::: Extrait du document :::
L’épouse du Français Serge Atlaoui, condamné à mort pour trafic de drogue, refuse de croire que son mari sera passé par les armes en Indonésie, où les craintes se multiplient face à l’imminence de son exécution, aux côtés d’autres étrangers dans le couloir de la mort.
« C’est tellement fort qu’on fait tous abstraction de tout ce qui nous entoure, on n’a de yeux que les uns pour les autres », confie Sabine Atlaoui, à propos des moments passés avec son mari en prison. (Photos : AFP)
Serge Atlaoui, 51 ans, est détenu depuis 2007 à la prison « Pasir Putih » (« sable blanc »), l’un des établissements de haute sécurité de l’île de Nusakambangan, surnommée « l’Alcatraz indonésien », au sud-est de Java.
Partisan affiché de la peine de mort, le président indonésien Joko Widodo a rejeté en janvier la demande de grâce présidentielle déposée par le Français. Mais la famille du père de quatre enfants a introduit un recours en justice et refuse de croire que tout est perdu.
:::
_Tâche requise_.
Extrayez à l'identique, de l'article consacré à Serge Atlaoui, tout le passage compris entre « Serge Atlaoui, 51 » et « tout est perdu. », ces deux segments inclus. La liste ci-après provient d'une source distincte.
::: Informations fournies :::
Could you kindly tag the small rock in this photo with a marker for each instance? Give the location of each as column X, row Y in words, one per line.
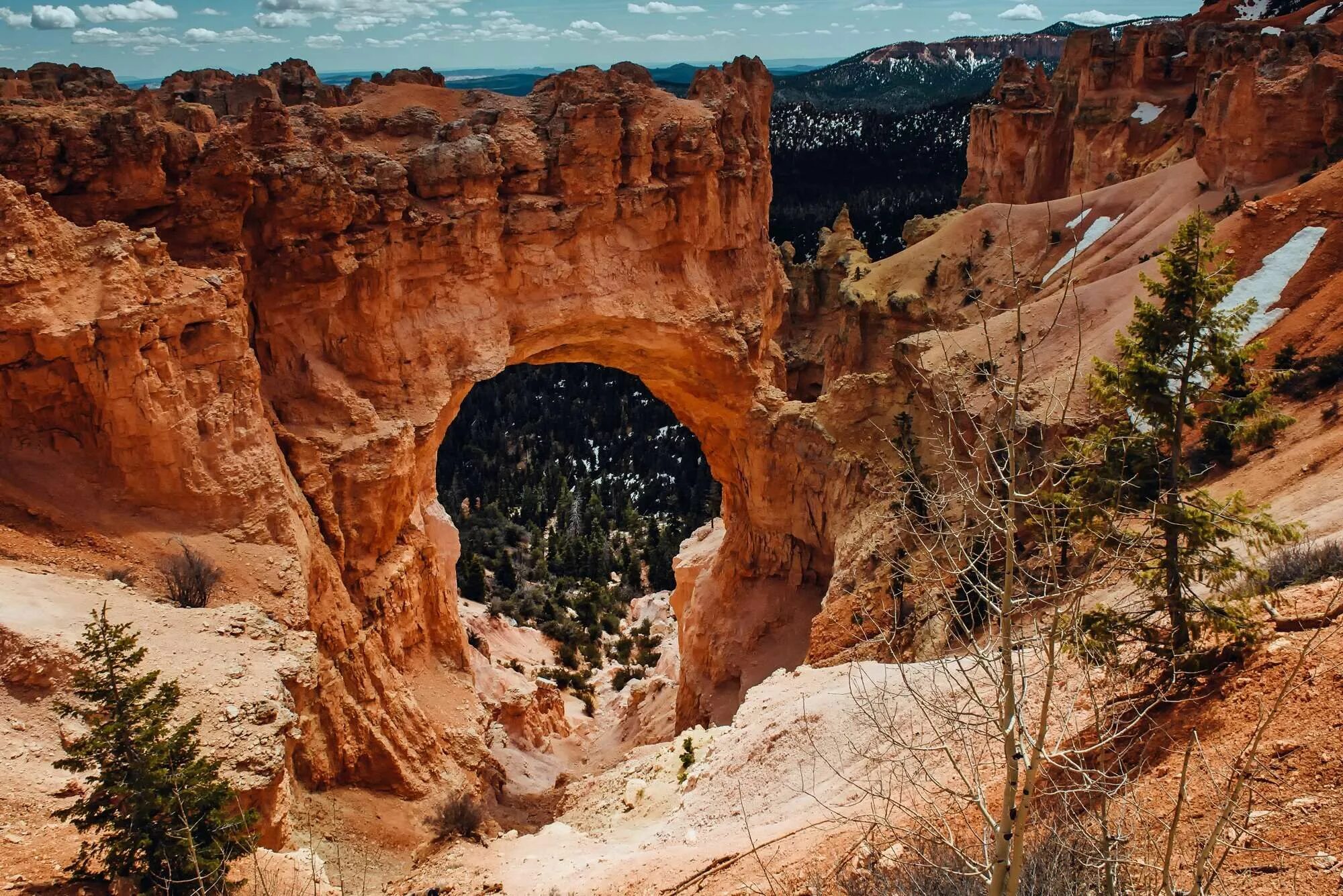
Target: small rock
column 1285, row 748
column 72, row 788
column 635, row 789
:::
_Solution du problème_.
Serge Atlaoui, 51 ans, est détenu depuis 2007 à la prison « Pasir Putih » (« sable blanc »), l’un des établissements de haute sécurité de l’île de Nusakambangan, surnommée « l’Alcatraz indonésien », au sud-est de Java.
Partisan affiché de la peine de mort, le président indonésien Joko Widodo a rejeté en janvier la demande de grâce présidentielle déposée par le Français. Mais la famille du père de quatre enfants a introduit un recours en justice et refuse de croire que tout est perdu.